* [PROVIDED INFORMATION]:
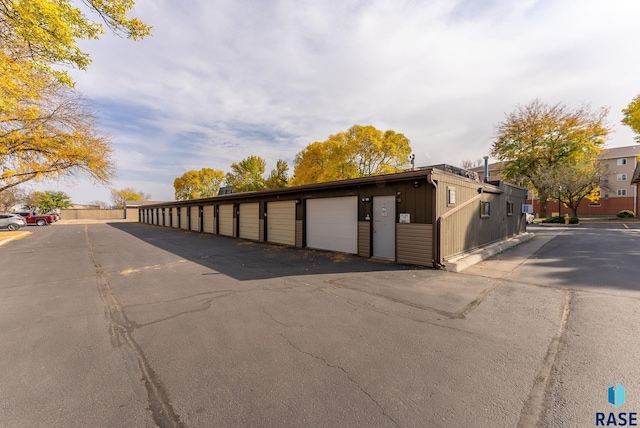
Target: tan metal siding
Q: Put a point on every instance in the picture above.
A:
(207, 222)
(364, 238)
(249, 225)
(226, 220)
(414, 243)
(184, 218)
(281, 222)
(195, 220)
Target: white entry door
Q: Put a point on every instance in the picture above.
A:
(384, 227)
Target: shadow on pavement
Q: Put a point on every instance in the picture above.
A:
(247, 260)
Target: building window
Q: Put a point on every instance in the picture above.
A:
(451, 195)
(485, 209)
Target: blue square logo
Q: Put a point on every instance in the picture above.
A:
(616, 395)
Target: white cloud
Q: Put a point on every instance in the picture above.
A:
(223, 79)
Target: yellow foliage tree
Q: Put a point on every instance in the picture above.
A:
(361, 151)
(48, 131)
(538, 138)
(120, 196)
(198, 184)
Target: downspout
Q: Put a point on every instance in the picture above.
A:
(436, 222)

* [ASSIGNMENT]: Set down the material above exactly as it reads, but not its pictures.

* [ANSWER TO THIS TASK]:
Target: tan metal siding
Q: Put a point on every instance in the picture above.
A:
(207, 222)
(364, 238)
(249, 225)
(226, 220)
(414, 243)
(184, 218)
(281, 222)
(195, 220)
Target: white entry door
Q: Put a point on every instance in the picture above.
A:
(384, 227)
Target: shadow on pavement
Q: Put a point on every instance in the picture above.
A:
(247, 260)
Target: building window
Q: Put a point on every instance in the picture above.
A:
(451, 195)
(485, 209)
Target: blue square logo
Q: Put a point on every instance in the picture above.
A:
(616, 395)
Target: white cloud
Q: Put a point on every instance in the picture above.
A:
(223, 79)
Target: yellow foliage tree
Q: Put a point on every instance in the picture above.
A:
(361, 151)
(48, 131)
(538, 138)
(120, 196)
(198, 184)
Target: downspout
Q: Put a point on every instance in the picture above.
A:
(436, 222)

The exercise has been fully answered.